# Data for processing
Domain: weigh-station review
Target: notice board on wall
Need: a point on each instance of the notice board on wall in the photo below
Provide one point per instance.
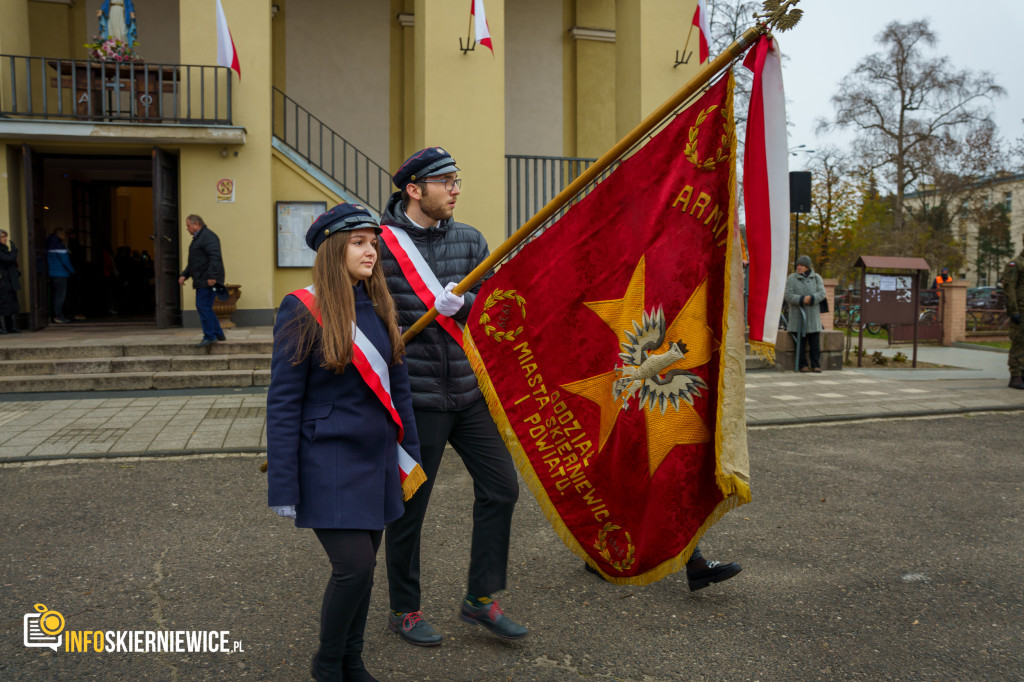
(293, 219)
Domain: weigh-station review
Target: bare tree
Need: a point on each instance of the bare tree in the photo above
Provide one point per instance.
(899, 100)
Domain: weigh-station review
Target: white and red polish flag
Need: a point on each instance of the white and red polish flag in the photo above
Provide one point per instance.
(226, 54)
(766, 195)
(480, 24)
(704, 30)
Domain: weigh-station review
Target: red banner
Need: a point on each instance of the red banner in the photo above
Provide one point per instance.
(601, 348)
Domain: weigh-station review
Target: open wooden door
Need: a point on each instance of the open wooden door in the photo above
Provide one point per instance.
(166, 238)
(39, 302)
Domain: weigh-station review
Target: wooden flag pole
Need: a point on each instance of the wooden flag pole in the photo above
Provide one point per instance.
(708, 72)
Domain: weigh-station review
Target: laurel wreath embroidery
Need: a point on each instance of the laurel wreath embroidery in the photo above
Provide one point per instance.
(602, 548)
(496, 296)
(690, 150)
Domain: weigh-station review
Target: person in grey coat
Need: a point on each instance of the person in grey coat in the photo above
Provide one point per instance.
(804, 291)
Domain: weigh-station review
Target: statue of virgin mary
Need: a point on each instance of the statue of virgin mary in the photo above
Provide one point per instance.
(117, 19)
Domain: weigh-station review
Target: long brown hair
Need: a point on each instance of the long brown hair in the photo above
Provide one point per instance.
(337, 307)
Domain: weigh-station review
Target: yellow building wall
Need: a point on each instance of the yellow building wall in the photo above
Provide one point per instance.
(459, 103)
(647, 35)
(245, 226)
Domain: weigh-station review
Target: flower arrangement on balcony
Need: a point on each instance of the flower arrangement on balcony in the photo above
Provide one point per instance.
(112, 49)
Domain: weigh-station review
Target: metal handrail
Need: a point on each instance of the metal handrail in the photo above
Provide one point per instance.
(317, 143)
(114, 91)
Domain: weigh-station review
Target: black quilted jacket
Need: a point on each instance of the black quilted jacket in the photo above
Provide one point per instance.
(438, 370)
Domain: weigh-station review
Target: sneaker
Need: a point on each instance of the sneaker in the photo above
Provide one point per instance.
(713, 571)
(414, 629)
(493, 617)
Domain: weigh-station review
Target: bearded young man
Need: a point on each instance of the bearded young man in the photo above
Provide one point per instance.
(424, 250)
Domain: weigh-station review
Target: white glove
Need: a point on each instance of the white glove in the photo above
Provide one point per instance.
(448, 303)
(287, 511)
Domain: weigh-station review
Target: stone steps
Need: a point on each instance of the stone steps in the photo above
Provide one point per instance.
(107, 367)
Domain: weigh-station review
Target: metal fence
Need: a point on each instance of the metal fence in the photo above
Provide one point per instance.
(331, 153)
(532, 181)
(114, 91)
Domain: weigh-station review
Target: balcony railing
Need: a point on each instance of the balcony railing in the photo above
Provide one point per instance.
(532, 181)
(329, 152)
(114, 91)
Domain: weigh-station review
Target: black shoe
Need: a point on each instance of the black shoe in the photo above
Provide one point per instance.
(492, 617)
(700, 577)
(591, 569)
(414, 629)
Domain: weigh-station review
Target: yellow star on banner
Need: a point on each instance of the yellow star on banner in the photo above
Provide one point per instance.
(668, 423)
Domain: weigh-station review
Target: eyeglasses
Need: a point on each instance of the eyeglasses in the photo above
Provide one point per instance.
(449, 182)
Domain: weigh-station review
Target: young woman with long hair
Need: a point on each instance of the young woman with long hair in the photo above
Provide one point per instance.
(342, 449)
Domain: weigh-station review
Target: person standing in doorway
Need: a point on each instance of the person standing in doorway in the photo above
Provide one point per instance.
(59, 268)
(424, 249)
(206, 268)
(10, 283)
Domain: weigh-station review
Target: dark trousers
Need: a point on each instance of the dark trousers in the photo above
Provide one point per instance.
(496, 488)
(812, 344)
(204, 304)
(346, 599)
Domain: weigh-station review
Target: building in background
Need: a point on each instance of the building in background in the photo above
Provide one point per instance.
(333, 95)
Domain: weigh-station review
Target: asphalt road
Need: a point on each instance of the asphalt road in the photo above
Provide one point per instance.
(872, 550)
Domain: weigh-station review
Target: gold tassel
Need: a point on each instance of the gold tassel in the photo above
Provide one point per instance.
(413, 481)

# Task directions
From the material above, gather each line that contains the string "tassel" and copy those lines as they appear.

# Task answer
Target: gold tassel
Need: a point on each instance of the gold tassel in the photo above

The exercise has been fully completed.